Count the lines in the records below that contain the string "placemat", and reply with the number alone.

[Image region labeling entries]
# # # # #
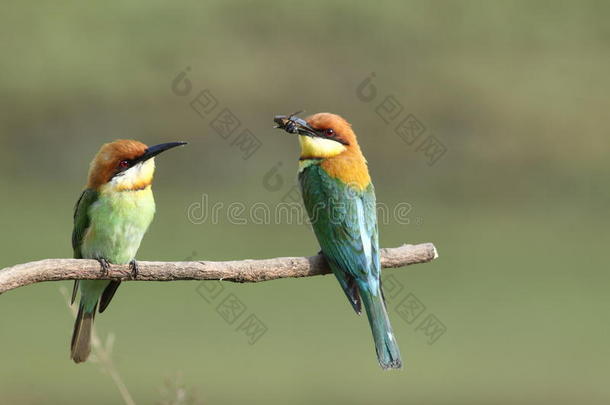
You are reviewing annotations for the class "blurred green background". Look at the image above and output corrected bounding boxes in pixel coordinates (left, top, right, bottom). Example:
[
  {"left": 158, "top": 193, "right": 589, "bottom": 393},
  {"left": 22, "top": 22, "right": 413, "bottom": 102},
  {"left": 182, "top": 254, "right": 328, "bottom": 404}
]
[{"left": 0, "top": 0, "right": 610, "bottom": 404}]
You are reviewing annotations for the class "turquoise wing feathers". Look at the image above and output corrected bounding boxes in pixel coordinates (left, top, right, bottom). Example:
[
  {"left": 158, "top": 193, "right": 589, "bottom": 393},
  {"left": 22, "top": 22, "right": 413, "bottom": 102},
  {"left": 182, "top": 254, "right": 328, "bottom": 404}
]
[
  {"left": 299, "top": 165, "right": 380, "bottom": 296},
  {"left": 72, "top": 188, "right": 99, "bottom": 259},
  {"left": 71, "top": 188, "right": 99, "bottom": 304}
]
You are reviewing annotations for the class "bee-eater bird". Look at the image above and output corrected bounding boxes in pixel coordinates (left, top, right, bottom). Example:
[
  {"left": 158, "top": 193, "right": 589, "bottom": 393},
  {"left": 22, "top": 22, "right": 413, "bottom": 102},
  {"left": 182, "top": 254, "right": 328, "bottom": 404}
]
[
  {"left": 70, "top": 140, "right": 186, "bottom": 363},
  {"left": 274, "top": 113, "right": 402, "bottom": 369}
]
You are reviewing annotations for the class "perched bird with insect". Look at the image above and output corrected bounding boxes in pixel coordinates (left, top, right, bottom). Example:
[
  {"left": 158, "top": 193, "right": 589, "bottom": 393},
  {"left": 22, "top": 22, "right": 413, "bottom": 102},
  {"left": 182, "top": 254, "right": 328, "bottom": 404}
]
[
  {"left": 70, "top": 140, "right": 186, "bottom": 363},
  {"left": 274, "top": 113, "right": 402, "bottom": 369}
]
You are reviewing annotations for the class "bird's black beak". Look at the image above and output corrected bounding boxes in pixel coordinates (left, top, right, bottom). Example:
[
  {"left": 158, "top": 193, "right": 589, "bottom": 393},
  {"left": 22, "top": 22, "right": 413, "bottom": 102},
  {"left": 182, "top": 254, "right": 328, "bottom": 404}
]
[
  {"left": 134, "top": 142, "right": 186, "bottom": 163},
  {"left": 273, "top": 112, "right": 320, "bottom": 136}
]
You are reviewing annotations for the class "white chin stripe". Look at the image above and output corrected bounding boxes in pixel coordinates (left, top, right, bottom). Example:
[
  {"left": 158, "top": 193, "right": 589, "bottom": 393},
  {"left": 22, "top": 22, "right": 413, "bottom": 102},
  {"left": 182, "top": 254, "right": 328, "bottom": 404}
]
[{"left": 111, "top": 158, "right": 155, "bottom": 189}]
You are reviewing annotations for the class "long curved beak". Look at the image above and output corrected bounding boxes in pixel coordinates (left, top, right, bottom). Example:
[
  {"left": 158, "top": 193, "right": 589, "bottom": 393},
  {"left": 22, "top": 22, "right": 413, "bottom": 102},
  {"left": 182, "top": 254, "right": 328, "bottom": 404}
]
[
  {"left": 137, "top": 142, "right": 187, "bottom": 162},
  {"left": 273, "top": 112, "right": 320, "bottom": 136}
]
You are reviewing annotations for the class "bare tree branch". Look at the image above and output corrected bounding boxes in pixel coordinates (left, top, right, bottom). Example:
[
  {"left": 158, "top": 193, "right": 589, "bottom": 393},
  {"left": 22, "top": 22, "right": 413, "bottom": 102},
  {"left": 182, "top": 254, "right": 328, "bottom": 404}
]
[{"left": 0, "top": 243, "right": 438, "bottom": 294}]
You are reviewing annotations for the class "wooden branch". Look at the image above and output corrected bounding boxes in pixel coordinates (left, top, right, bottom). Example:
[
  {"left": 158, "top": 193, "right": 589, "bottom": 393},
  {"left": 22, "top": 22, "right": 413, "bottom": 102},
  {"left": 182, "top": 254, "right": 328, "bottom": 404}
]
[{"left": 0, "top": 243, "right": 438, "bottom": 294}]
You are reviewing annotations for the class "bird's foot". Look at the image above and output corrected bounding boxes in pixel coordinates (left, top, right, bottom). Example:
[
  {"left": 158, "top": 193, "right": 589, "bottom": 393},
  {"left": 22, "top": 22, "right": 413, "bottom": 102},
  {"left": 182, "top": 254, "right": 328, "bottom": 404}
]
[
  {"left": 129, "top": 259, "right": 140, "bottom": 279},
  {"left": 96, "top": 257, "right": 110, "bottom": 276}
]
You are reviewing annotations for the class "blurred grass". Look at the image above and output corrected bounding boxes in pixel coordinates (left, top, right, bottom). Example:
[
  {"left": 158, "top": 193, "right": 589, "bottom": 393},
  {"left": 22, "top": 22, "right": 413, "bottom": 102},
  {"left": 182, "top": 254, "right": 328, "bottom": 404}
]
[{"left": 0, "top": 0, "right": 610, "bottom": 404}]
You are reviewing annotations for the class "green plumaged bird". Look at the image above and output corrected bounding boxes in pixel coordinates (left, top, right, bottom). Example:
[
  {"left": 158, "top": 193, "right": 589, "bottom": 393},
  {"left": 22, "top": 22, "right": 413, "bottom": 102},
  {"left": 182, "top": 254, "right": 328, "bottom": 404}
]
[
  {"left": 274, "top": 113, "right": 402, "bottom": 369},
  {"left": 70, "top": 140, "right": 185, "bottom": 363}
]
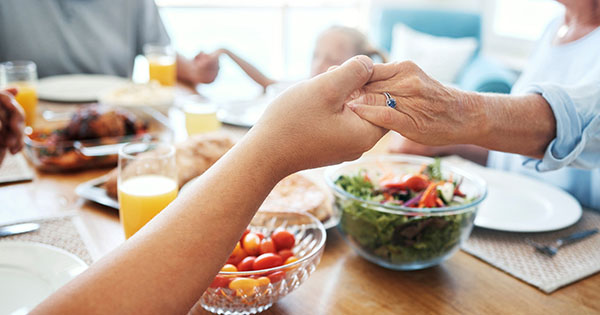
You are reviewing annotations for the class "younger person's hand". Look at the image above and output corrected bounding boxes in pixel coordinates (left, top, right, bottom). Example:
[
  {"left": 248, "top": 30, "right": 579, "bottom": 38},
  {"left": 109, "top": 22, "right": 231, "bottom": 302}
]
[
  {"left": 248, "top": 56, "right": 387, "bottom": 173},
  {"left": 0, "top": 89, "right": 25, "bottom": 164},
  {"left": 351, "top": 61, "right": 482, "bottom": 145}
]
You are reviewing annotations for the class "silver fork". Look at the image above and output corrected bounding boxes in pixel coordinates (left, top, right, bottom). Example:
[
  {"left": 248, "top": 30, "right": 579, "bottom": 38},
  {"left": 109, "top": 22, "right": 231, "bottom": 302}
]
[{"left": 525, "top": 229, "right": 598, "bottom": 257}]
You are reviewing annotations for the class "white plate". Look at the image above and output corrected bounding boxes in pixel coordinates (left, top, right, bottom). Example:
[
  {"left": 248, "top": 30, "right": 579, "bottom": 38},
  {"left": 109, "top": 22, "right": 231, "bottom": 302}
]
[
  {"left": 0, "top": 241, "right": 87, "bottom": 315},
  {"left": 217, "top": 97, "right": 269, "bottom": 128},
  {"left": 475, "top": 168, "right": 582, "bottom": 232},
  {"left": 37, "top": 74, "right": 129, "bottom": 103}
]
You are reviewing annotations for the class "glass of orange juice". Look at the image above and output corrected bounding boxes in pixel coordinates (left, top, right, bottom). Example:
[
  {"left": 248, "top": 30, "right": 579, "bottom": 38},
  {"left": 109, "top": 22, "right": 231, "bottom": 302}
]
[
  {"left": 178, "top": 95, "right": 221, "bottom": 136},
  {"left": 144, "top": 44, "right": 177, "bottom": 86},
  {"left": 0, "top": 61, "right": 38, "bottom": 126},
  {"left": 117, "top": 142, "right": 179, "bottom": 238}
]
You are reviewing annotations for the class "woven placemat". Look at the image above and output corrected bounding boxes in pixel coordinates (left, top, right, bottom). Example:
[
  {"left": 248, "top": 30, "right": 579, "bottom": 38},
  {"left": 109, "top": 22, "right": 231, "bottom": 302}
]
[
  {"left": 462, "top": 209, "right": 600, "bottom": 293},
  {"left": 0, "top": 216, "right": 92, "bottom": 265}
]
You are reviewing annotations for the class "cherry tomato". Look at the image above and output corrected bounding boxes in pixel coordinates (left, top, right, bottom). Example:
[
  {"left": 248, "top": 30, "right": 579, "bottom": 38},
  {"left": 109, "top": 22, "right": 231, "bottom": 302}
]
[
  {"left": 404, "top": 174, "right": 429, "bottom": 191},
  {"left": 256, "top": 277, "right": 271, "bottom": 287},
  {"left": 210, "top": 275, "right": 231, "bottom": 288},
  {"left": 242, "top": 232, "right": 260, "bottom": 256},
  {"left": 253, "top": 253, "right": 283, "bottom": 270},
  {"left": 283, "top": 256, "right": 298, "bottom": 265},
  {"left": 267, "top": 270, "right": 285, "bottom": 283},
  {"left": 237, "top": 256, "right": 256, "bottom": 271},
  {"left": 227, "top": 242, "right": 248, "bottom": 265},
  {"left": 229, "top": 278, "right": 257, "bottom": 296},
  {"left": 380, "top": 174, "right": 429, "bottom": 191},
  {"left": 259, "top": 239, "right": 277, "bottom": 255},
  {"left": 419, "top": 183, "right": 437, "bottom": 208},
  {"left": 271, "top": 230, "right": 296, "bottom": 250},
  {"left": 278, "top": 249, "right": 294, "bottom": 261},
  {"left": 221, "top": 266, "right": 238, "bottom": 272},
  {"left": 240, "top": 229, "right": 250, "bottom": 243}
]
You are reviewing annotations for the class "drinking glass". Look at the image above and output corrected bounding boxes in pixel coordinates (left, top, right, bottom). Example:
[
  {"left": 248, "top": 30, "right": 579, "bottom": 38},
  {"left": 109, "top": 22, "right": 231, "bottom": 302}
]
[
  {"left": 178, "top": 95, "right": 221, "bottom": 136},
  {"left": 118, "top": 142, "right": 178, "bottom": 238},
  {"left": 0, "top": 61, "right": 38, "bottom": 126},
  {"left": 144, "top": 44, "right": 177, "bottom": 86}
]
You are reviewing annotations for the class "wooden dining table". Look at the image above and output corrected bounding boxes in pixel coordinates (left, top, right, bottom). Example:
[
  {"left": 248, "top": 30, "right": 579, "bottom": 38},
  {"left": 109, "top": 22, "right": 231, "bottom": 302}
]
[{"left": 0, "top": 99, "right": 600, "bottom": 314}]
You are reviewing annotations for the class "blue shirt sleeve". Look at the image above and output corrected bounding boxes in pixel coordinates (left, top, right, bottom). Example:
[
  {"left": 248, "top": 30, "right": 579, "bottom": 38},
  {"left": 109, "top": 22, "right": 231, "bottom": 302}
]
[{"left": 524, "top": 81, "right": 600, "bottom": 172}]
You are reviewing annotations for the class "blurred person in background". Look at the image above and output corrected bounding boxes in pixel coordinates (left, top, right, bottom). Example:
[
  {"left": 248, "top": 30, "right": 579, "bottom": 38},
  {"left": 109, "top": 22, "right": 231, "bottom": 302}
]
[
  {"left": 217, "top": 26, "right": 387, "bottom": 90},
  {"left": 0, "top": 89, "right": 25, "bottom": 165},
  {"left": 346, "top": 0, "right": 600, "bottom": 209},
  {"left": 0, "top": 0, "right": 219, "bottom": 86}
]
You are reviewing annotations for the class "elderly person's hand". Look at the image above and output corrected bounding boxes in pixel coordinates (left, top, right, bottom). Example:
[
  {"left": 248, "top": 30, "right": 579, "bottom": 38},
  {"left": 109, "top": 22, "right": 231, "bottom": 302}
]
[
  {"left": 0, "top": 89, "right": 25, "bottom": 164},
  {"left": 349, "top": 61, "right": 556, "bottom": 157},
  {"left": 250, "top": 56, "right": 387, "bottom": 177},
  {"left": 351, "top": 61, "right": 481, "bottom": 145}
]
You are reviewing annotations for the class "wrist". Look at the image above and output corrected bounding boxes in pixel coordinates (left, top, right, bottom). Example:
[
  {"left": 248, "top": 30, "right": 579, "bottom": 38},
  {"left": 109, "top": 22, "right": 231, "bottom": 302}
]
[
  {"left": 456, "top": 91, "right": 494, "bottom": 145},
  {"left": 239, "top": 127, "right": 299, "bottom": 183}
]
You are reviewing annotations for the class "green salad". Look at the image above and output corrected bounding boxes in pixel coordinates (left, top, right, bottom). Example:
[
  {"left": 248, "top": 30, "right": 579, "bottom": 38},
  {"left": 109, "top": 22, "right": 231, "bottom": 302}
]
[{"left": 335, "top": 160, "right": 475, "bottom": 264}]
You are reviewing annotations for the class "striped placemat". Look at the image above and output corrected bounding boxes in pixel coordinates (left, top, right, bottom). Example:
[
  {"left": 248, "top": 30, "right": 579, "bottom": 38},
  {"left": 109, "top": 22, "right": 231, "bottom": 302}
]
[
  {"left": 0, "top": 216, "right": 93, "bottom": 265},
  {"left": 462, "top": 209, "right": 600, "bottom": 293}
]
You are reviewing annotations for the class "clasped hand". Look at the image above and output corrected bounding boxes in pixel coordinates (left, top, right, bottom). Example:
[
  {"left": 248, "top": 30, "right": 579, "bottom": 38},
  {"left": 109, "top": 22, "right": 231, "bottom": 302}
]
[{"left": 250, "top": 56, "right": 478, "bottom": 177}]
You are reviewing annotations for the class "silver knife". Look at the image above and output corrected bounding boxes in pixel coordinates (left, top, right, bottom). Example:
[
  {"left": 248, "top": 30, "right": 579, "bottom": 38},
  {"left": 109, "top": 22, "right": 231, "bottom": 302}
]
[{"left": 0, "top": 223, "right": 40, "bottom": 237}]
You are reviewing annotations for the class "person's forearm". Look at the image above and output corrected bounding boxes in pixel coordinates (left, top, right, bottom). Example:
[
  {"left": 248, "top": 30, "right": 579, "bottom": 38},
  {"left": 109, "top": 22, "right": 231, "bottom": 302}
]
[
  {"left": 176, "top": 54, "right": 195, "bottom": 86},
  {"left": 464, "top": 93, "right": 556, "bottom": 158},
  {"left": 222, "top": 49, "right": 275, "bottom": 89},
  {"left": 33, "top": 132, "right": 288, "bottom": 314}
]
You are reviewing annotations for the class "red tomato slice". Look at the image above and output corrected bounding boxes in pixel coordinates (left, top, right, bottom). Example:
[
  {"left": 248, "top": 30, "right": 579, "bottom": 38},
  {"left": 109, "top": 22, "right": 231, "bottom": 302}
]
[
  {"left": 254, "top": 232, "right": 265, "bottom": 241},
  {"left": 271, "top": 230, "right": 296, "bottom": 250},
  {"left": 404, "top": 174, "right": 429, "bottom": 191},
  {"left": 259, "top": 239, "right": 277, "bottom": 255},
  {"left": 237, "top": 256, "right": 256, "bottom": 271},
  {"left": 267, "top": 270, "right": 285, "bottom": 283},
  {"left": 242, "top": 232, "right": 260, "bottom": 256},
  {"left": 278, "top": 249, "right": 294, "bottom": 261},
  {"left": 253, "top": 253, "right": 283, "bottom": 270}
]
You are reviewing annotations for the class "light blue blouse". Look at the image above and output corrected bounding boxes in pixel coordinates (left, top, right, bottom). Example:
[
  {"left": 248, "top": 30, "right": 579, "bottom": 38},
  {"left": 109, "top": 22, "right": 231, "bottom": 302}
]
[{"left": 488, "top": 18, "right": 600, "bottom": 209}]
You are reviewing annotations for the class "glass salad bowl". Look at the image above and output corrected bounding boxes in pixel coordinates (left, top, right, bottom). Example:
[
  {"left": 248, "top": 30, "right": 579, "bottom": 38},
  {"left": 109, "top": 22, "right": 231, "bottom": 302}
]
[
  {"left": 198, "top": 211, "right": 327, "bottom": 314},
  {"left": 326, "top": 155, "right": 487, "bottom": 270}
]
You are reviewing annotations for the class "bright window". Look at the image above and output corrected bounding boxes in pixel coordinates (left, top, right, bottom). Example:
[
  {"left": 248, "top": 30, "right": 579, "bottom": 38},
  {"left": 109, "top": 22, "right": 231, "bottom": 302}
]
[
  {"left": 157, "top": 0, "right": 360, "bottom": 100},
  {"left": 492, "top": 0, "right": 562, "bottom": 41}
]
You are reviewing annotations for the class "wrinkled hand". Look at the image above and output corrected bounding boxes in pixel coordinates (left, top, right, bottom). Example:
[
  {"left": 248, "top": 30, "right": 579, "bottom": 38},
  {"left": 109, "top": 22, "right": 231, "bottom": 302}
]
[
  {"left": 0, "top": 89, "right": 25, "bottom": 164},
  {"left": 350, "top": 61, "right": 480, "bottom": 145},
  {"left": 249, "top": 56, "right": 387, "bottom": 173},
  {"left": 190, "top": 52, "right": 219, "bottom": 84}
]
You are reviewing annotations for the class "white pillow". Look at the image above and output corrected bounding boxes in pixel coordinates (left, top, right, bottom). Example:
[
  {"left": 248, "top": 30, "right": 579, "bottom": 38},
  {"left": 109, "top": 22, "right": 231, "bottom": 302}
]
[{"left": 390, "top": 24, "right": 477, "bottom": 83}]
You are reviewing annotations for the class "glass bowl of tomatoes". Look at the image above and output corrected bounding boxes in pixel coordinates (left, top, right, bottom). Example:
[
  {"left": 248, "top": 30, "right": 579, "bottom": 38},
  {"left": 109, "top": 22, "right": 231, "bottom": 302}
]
# # # # #
Result: 2